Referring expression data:
*** Begin section ***

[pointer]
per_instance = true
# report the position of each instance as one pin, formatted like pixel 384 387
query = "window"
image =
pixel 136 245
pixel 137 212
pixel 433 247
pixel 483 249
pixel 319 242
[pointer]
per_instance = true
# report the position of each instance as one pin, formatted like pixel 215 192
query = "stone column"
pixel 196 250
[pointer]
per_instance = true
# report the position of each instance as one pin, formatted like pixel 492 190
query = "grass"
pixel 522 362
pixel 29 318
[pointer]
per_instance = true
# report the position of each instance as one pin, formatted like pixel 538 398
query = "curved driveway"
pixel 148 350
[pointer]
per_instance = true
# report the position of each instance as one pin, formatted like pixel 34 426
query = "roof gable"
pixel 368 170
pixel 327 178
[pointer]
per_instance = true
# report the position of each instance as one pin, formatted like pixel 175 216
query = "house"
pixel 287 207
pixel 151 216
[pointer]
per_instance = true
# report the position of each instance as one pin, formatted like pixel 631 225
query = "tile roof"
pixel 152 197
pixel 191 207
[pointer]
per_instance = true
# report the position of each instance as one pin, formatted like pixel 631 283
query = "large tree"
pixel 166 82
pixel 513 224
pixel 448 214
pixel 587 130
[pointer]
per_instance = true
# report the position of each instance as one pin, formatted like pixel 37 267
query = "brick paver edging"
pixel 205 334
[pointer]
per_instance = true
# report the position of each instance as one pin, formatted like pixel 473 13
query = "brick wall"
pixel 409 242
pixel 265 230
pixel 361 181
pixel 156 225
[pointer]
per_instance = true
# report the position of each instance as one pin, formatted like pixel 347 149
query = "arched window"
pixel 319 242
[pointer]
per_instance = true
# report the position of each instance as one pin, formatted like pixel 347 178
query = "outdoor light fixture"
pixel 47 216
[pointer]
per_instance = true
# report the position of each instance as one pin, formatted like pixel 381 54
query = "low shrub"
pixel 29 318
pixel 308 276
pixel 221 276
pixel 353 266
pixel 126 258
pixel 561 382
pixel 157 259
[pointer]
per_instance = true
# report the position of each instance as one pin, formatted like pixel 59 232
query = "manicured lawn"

*** End section ***

Each and every record above needs writing out exactly.

[pointer]
per_instance = true
# report the position of each instance as one pin, formatted like pixel 384 387
query = "window"
image =
pixel 136 245
pixel 137 212
pixel 433 247
pixel 483 249
pixel 319 242
[pointer]
per_instance = true
# report the position of each instance as one pin, formatted like pixel 215 192
query = "stone column"
pixel 196 250
[pointer]
per_instance = true
# report the position of each instance as one pin, formatted like pixel 492 190
query = "grass"
pixel 522 362
pixel 29 318
[pointer]
per_instance = true
# report the position of each instance as one pin, formatted like pixel 538 398
query = "curved driveway"
pixel 148 350
[pointer]
per_instance = true
# report the position of each instance as one pin, formatted like pixel 34 426
query = "roof gable"
pixel 368 170
pixel 327 178
[pointer]
per_instance = true
# report the position of each instance as one pin, formatted like pixel 175 216
query = "house"
pixel 287 207
pixel 151 216
[pointer]
per_instance = true
# report the position of each instance as one pin, formatted like pixel 631 225
query = "tile roof"
pixel 152 197
pixel 191 207
[pointer]
per_instance = true
# report the position of each instance as one pin, formatted like pixel 631 283
query = "large tree"
pixel 166 82
pixel 513 224
pixel 448 214
pixel 587 130
[pointer]
per_instance = true
# report the position of each instance as one pin, formatted like pixel 37 267
query = "brick paver edging"
pixel 205 334
[pointer]
per_instance = true
# report the position of each instance as one pin, formatted like pixel 473 13
query = "brick wall"
pixel 409 242
pixel 265 230
pixel 361 181
pixel 156 225
[pointer]
per_instance = true
# report the position of each instance as one pin, formatted like pixel 347 149
query = "arched window"
pixel 319 242
[pointer]
per_instance = true
# report the position of each instance as one pin, formatted like pixel 347 178
query = "outdoor light fixture"
pixel 47 216
[pointer]
per_instance = true
# report the position of each instance as one pin, formatted like pixel 381 54
query = "low shrub"
pixel 29 318
pixel 308 276
pixel 221 276
pixel 353 266
pixel 126 258
pixel 561 382
pixel 157 259
[pointer]
per_instance = true
# report the position of each instance as one pin, formatted like pixel 59 232
query = "manicured lawn"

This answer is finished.